Apply what you read
**a)** Do these statements agree with the Budapest casinos text? (i) The Las Vegas Casino network has five casinos in Budapest. (ii) Tropicana is the largest casino in the network. (iii) Theatres and cinemas in Budapest are open. Answer each with yes or no and quote the deciding words of the text.
**b)** Transcribe the Budapest casinos text, starting with "The 5 casinos" and going on through "4,000 square metres.".

Document text Block Start

In Budapest, and in many other parts of the world, the number of opportunities for people to leave their apartment and have fun has greatly decreased. You can have food or coffee to take away in restaurants and cafes, but theatres and cinemas are closed, and there are no sporting events. In Budapest, however, there seems to be an exception that is not subject to restrictions.
Casinos are awaiting customers in many parts of Budapest. The largest and most popular franchise is the Las Vegas Casino network, which has 5 casinos all around Budapest. The largest is the 1,200-square-metre one, called Las Vegas Casino Corvin Sétány, while the smallest is Tropicana, located in the centre of Budapest near the Danube bank.
The 5 casinos offer nearly a total of 4,000 slot machines and several other live tables and services on a total floor space of more than 4,000 square metres.

Document text Block End
Supplied records Block Start

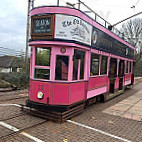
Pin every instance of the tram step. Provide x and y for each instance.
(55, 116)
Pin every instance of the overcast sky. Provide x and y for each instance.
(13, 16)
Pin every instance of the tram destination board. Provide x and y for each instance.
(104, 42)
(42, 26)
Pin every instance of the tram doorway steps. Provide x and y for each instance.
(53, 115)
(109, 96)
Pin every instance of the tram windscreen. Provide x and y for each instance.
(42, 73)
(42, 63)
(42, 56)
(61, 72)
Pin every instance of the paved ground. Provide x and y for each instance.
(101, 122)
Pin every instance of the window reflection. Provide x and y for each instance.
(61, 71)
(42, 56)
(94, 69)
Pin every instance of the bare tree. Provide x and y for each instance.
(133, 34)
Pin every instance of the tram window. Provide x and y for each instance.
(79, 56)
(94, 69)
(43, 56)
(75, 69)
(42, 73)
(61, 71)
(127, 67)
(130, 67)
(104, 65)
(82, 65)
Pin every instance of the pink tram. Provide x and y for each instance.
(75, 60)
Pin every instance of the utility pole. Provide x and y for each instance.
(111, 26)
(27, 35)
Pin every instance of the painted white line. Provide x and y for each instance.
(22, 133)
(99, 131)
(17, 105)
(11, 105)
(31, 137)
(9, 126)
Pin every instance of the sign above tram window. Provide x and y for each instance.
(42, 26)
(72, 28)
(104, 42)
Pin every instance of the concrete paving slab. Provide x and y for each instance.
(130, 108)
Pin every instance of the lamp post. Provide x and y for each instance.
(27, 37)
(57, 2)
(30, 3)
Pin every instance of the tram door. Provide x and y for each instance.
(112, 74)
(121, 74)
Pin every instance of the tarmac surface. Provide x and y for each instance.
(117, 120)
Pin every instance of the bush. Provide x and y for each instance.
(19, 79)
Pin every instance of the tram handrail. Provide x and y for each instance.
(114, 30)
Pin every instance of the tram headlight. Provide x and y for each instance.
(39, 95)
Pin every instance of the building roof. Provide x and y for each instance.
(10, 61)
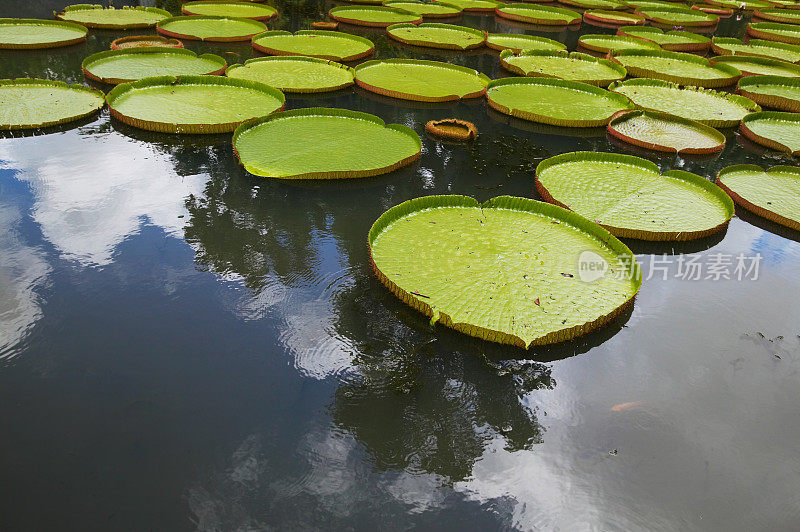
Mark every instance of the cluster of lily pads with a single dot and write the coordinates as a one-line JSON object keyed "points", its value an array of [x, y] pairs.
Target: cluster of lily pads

Supplied records Block End

Responses per task
**a)**
(i) Yes: "which has 5 casinos all around Budapest"
(ii) No: "the smallest is Tropicana"
(iii) No: "theatres and cinemas are closed"

**b)**
The 5 casinos offer nearly a total of 4,000 slot machines and several other live tables and services on a total floor space of more than 4,000 square metres.